- [Given data]:
=====
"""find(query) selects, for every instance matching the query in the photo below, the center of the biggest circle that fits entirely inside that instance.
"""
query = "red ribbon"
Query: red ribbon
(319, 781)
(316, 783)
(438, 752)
=====
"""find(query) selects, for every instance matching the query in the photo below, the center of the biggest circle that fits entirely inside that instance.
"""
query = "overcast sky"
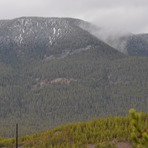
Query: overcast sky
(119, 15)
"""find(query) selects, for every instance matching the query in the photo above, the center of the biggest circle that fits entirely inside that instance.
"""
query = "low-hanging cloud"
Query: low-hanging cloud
=====
Change "biggest" to "largest" in the part that opens with the line containing "photo above, the" and closes with the line containing "Query: low-hanging cloud". Reproduce only those lines, with everything else left as it is.

- [In response]:
"""find(query) selects, for every instance matching the query in the photo above, the center of the largest circle that fits entirely inside that instance.
"""
query = "low-hanging cloud"
Query: low-hanging cloud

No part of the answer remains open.